■ EXERCISE REQUIREMENTS:
Each entry below is to be duplicated verbatim.

■ SUPPLIED RECORDS:
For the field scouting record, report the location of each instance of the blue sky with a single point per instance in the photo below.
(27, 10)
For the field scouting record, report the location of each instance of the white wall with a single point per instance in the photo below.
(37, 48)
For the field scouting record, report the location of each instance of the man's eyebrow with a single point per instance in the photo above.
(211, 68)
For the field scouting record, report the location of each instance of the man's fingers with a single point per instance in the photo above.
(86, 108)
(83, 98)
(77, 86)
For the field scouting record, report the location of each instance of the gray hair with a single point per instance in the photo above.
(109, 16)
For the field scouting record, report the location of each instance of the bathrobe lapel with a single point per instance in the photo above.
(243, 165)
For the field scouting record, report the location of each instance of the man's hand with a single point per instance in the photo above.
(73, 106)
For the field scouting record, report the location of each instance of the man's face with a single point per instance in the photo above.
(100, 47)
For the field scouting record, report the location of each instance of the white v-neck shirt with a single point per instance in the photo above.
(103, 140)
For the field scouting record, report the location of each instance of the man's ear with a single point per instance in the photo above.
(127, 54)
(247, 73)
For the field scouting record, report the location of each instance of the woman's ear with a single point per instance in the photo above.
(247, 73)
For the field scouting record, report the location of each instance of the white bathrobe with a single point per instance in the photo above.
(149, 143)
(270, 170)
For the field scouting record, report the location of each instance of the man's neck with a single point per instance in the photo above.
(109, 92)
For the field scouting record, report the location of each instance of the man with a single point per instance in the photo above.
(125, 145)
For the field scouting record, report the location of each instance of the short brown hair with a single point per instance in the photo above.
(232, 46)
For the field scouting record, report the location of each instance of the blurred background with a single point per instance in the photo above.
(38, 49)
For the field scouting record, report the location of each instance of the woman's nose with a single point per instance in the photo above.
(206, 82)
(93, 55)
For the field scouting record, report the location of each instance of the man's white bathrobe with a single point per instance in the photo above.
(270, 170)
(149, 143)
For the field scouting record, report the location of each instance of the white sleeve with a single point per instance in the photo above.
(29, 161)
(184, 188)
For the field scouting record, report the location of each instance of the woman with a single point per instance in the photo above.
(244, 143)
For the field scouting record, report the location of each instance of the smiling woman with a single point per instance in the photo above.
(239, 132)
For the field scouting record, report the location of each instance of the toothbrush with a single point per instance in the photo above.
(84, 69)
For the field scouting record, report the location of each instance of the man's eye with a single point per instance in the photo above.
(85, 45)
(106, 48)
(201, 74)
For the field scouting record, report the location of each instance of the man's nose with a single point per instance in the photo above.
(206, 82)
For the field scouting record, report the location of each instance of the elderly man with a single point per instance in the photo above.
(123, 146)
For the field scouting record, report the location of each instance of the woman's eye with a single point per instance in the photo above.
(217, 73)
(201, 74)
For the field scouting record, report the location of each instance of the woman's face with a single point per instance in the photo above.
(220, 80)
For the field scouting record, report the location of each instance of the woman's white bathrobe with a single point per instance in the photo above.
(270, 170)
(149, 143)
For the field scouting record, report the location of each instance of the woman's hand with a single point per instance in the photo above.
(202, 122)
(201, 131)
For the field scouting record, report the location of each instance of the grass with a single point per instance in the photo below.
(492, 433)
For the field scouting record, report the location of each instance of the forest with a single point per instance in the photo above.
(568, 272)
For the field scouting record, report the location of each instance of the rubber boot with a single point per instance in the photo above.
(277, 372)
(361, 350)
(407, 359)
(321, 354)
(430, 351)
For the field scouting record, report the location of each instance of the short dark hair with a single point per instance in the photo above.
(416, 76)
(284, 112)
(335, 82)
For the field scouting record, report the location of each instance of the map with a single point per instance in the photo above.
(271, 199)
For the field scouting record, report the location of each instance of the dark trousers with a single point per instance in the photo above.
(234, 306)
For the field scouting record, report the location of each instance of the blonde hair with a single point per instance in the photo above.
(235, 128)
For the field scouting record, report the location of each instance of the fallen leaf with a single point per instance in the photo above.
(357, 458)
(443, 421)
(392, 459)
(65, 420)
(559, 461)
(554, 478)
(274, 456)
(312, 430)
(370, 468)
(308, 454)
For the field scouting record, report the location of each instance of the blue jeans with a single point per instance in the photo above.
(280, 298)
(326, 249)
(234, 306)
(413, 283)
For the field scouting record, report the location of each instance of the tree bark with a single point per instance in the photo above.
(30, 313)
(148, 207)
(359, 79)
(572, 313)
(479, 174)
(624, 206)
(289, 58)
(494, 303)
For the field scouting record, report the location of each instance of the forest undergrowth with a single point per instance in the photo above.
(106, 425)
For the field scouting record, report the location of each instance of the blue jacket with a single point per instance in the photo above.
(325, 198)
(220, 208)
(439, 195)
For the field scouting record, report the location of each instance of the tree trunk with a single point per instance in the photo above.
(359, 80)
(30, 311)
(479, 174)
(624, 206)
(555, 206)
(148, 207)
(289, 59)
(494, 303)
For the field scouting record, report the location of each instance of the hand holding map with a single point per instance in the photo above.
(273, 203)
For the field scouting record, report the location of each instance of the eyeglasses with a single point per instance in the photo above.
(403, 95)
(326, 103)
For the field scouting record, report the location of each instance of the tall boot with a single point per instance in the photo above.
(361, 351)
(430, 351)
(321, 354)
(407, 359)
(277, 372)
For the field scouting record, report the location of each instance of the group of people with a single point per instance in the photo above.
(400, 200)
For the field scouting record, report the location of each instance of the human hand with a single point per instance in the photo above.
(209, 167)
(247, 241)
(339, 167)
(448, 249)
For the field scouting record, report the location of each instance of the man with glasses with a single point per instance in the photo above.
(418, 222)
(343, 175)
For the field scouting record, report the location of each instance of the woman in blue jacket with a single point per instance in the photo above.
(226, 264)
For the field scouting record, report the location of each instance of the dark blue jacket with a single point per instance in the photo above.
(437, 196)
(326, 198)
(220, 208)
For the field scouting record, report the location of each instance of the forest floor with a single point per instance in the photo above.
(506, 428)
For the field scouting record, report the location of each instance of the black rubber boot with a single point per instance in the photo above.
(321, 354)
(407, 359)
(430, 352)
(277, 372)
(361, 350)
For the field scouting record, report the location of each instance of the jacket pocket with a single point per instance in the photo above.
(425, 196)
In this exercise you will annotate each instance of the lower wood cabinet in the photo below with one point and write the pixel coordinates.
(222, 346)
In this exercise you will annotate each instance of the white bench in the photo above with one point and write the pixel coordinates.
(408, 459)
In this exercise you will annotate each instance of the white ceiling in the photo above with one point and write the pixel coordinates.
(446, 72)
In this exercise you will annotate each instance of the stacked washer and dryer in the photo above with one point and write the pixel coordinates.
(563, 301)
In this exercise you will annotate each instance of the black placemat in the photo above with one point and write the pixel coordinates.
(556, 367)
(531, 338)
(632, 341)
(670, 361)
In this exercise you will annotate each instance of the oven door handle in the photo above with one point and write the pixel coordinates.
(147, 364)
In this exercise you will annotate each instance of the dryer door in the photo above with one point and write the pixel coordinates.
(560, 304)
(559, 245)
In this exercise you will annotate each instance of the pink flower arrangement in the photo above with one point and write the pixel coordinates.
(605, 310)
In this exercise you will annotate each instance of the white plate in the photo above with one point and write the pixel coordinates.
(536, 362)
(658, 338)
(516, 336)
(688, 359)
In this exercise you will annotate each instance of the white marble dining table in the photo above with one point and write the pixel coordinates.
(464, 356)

■ RESPONSE TO THE EXERCISE:
For the field scouting record, report the location of each instance of the blue sky with a single point per instance in the photo below.
(27, 10)
For the field scouting record, report the location of each instance of the white wall with a single point per instance in the photo below.
(37, 48)
For the field scouting record, report the location of each instance of the man's eyebrow with a single point per instance in the photo above.
(211, 68)
For the field scouting record, report the location of each instance of the man's fingers with a single point per instance in the photo above.
(86, 108)
(83, 98)
(77, 86)
For the field scouting record, report the location of each instance of the gray hair with a single point per instance in the photo above.
(109, 16)
For the field scouting record, report the location of each instance of the bathrobe lapel with a single point per instance in the photo above.
(243, 165)
For the field scouting record, report the location of each instance of the man's hand with a single point per instance in the photo above.
(73, 106)
For the field scouting record, report the location of each instance of the man's face with a single point per instance in the photo above.
(100, 47)
For the field scouting record, report the location of each instance of the white v-neck shirt with a single point per instance in the photo above.
(103, 140)
For the field scouting record, report the location of each instance of the man's ear with a single point per instance in the photo above.
(127, 54)
(247, 73)
For the field scouting record, report the location of each instance of the woman's ear with a single point per instance in the photo above.
(247, 73)
For the field scouting record, report the location of each instance of the white bathrobe with a single point per instance in the photo above.
(149, 143)
(270, 170)
For the field scouting record, report the location of each instance of the man's neck with a single point per instance in the photo above.
(109, 92)
For the field scouting record, report the location of each instance of the man with a single point per instance in the photo above.
(125, 145)
For the field scouting record, report the location of each instance of the short brown hair with a single point per instance in the photo above.
(232, 46)
For the field scouting record, report the location of each instance of the blurred background with a single point per instance in the photo above.
(38, 49)
For the field scouting record, report the location of each instance of the woman's nose with a single point per instance in the photo above.
(206, 82)
(93, 55)
For the field scouting record, report the location of each instance of the man's white bathrobe with a single point per instance in the photo above.
(270, 170)
(149, 143)
For the field scouting record, report the location of each instance of the white sleeve with a single point per instance in the photo above.
(29, 161)
(184, 188)
For the field scouting record, report the location of each instance of the woman with a single point per instance in the photo above.
(244, 143)
For the field scouting record, report the location of each instance of the smiling woman with a single point per instance in the photo above.
(239, 132)
For the field scouting record, report the location of each instance of the toothbrush with a single point per instance in the photo above.
(84, 69)
For the field scouting record, report the location of each instance of the man's eye with a single point per instance in the photo above.
(85, 45)
(106, 48)
(201, 74)
For the field scouting record, report the location of each instance of the man's nose with a single point per instance in the photo above.
(206, 82)
For the field scouting record, report the location of each instance of the elderly man with a single point per instance in the photo above.
(123, 146)
For the field scouting record, report the location of each instance of the woman's eye with a single point per instance in the photo above.
(217, 73)
(201, 74)
For the field scouting record, report the location of each instance of the woman's face with a single point per instance in the photo above.
(220, 80)
For the field scouting record, report the location of each instance of the woman's white bathrobe with a single point per instance in the photo above.
(270, 170)
(149, 143)
For the field scouting record, report the location of each instance of the woman's hand with a single point per instance in the photo above.
(202, 122)
(201, 131)
For the field scouting record, report the location of each instance of the grass with a single point per instance in the photo below.
(492, 433)
For the field scouting record, report the location of each instance of the forest with a single point per instance in the photo above.
(568, 272)
For the field scouting record, report the location of each instance of the rubber boot with a single point per instance in the photo above.
(277, 372)
(361, 350)
(407, 359)
(321, 354)
(430, 351)
For the field scouting record, report the location of each instance of the short dark hair with a single point per instance in the photo above.
(416, 76)
(284, 112)
(335, 82)
For the field scouting record, report the location of each instance of the map with a single point per instance in the photo above.
(271, 199)
For the field scouting record, report the location of each instance of the dark trousers with a single point per instance in the photo above.
(234, 306)
For the field scouting record, report the location of each instance of the blonde hair with a single point per instance in the photo above.
(235, 128)
For the field scouting record, report the location of each instance of the fallen leaf with a single point per instance in the photo above.
(357, 458)
(443, 421)
(392, 459)
(65, 420)
(559, 461)
(554, 478)
(274, 456)
(312, 430)
(370, 468)
(308, 454)
For the field scouting record, report the location of each instance of the blue jeans with a single point per instance in the photo above.
(280, 298)
(326, 249)
(234, 306)
(413, 283)
For the field scouting record, report the location of each instance of the tree bark with a single point per instance in the photo above.
(30, 313)
(148, 207)
(359, 79)
(572, 313)
(479, 174)
(624, 206)
(289, 58)
(494, 303)
For the field scouting record, report the location of each instance of the forest undergrowth with a single point per instance in the photo above.
(106, 425)
For the field scouting record, report the location of each instance of the blue jacket with a single point per instance in the photo above.
(325, 198)
(220, 208)
(439, 195)
For the field scouting record, report the location of each instance of the tree trunk with a single point per instance in the photo above.
(359, 80)
(30, 311)
(479, 174)
(624, 206)
(555, 206)
(148, 207)
(289, 59)
(494, 303)
For the field scouting record, report the location of each instance of the hand holding map with a single point per instance in the photo above.
(273, 203)
For the field scouting record, report the location of each instance of the eyeglasses with a single point per instance in the photo above.
(403, 95)
(326, 103)
For the field scouting record, report the location of each instance of the tall boot with a single point per instance in the photo above.
(361, 351)
(430, 351)
(321, 354)
(407, 359)
(277, 372)
For the field scouting record, report the location of each instance of the group of people with a single point per instance in the photo above.
(400, 200)
For the field scouting record, report the location of each instance of the human hand with a single point per instance in the photo above.
(209, 167)
(247, 241)
(339, 167)
(448, 249)
For the field scouting record, report the location of each instance of the man with glasses with a single point per instance in the photo above.
(418, 222)
(343, 175)
For the field scouting record, report the location of each instance of the woman in blue jacket with a single point per instance in the photo above.
(226, 264)
For the field scouting record, report the location of each instance of the dark blue jacket with a single point per instance in the photo above.
(437, 196)
(326, 198)
(220, 208)
For the field scouting record, report the location of each instance of the forest floor with a single point per instance in the photo above.
(506, 428)
For the field scouting record, report the location of each instance of the black rubber boot with a single point per instance in the photo above.
(321, 354)
(407, 359)
(430, 352)
(277, 372)
(361, 350)
For the field scouting record, report the location of each instance of the jacket pocket with a single point per instance in the photo above.
(425, 196)
In this exercise you will annotate each instance of the lower wood cabinet in the photo below with one point and write the pixel coordinates.
(222, 346)
In this exercise you will annotate each instance of the white bench in the photo above with one point and write the pixel coordinates.
(408, 459)
In this exercise you will annotate each instance of the white ceiling in the photo above with one point and write the pixel coordinates.
(446, 72)
In this exercise you will annotate each instance of the stacked washer and dryer in the photo above with one point and write the pixel coordinates.
(563, 301)
In this exercise you will annotate each instance of the black placemat in the photo above with one point and write the pixel coordinates.
(556, 367)
(531, 338)
(632, 341)
(670, 361)
In this exercise you will annotate each instance of the oven door handle in the photo above with one point and write the pixel coordinates.
(147, 364)
In this exercise you will annotate each instance of the dryer door in the photo above with one point and write the pixel coordinates.
(560, 304)
(559, 245)
In this exercise you will annotate each instance of the pink flower arrangement in the photo above with one point and write the pixel coordinates.
(605, 310)
In this exercise you will annotate each instance of the white plate in the photo above with one point and write the pixel coordinates.
(536, 362)
(658, 338)
(516, 336)
(688, 359)
In this exercise you will annotate each instance of the white marble dining table in the photo above with one point and write the pixel coordinates.
(464, 356)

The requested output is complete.